(Data shown begins)

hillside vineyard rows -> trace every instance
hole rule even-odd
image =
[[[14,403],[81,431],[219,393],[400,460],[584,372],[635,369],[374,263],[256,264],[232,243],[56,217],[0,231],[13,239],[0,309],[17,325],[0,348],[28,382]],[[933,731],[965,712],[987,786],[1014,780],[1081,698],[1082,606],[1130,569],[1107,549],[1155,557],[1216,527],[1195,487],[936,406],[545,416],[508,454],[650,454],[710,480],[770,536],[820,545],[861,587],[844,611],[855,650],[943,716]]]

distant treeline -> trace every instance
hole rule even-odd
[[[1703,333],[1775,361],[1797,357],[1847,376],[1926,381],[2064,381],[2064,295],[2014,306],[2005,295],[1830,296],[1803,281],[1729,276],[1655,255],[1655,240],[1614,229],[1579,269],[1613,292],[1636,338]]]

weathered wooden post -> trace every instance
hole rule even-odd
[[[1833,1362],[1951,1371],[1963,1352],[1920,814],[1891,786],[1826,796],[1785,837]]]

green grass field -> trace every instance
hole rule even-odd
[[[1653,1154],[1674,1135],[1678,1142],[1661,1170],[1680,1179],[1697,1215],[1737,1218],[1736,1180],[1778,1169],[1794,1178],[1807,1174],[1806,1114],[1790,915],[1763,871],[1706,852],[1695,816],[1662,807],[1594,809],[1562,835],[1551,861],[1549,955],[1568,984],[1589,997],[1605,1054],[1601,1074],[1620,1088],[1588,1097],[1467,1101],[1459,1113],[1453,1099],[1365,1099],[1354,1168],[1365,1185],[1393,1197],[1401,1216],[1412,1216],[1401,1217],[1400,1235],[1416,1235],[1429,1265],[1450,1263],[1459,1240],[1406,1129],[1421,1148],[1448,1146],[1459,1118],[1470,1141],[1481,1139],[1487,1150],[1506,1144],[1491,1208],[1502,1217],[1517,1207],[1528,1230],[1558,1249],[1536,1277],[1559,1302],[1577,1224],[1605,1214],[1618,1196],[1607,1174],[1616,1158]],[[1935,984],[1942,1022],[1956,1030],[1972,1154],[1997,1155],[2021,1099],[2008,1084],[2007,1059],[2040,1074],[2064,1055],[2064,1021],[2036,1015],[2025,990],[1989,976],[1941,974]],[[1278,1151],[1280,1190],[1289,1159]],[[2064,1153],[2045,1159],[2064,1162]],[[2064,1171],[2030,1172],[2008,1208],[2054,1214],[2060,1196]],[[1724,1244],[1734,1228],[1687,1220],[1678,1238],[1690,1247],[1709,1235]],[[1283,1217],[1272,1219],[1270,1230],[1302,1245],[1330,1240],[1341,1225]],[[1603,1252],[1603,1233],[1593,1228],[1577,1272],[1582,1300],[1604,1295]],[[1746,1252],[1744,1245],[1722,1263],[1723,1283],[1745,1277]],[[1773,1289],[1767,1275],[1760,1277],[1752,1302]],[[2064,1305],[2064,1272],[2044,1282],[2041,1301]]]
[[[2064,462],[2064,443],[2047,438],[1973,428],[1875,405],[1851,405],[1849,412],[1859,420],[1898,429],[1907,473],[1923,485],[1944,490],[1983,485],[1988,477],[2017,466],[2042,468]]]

(Data shown ends)

> **Problem statement**
The full listing above should be retyped without any alteration.

> **Response**
hillside vineyard rows -> trace every instance
hole rule even-odd
image =
[[[14,403],[81,431],[219,393],[400,460],[584,372],[635,369],[374,263],[256,264],[232,243],[56,217],[0,231],[13,239],[0,309],[17,325],[0,348],[28,382]],[[933,731],[965,712],[987,786],[1014,780],[1081,698],[1082,606],[1130,569],[1107,549],[1155,557],[1216,527],[1195,487],[936,406],[545,416],[508,454],[650,454],[710,480],[770,536],[820,545],[861,587],[844,611],[855,650],[943,716]]]

distant treeline -> trace every instance
hole rule even-odd
[[[1703,333],[1775,361],[1797,357],[1847,376],[1926,381],[2064,381],[2064,295],[2014,306],[2005,295],[1830,296],[1803,281],[1729,276],[1655,255],[1655,240],[1614,229],[1579,269],[1613,292],[1636,338]]]

weathered wooden post -> trace every instance
hole rule even-odd
[[[1833,1362],[1951,1371],[1963,1352],[1920,814],[1891,786],[1826,796],[1785,837]]]

green grass field -> trace every instance
hole rule even-odd
[[[1653,1154],[1674,1135],[1678,1142],[1661,1170],[1680,1179],[1697,1215],[1737,1218],[1736,1180],[1778,1169],[1794,1178],[1807,1174],[1806,1114],[1790,915],[1763,871],[1706,852],[1695,816],[1662,807],[1594,809],[1562,835],[1551,861],[1549,955],[1568,984],[1589,997],[1605,1054],[1601,1074],[1620,1088],[1588,1097],[1467,1101],[1459,1113],[1453,1099],[1365,1099],[1354,1168],[1365,1185],[1393,1197],[1401,1216],[1412,1216],[1401,1217],[1400,1235],[1416,1235],[1429,1265],[1450,1263],[1459,1240],[1406,1129],[1421,1148],[1448,1146],[1459,1118],[1470,1141],[1481,1139],[1487,1150],[1506,1144],[1491,1208],[1502,1217],[1517,1207],[1528,1230],[1558,1249],[1536,1277],[1559,1302],[1577,1224],[1605,1214],[1618,1196],[1607,1174],[1616,1158]],[[1935,984],[1942,1022],[1956,1030],[1972,1154],[1997,1155],[2021,1099],[2008,1084],[2007,1059],[2040,1074],[2064,1055],[2064,1021],[2036,1015],[2025,990],[1989,976],[1941,974]],[[1278,1151],[1280,1190],[1289,1159]],[[2064,1153],[2045,1159],[2064,1162]],[[2064,1171],[2030,1172],[2008,1208],[2054,1214],[2060,1196]],[[1724,1244],[1734,1228],[1687,1220],[1678,1238],[1690,1247],[1709,1235]],[[1283,1217],[1272,1219],[1270,1230],[1302,1245],[1330,1240],[1341,1225]],[[1603,1252],[1603,1233],[1593,1228],[1577,1272],[1582,1300],[1604,1295]],[[1746,1252],[1744,1245],[1722,1263],[1723,1283],[1745,1277]],[[1773,1289],[1767,1275],[1760,1277],[1752,1302]],[[2064,1305],[2064,1272],[2044,1282],[2041,1301]]]
[[[2064,462],[2064,443],[2047,438],[1973,428],[1875,405],[1851,405],[1849,412],[1859,420],[1898,429],[1907,473],[1923,485],[1944,490],[1983,485],[1988,477],[2017,466],[2042,468]]]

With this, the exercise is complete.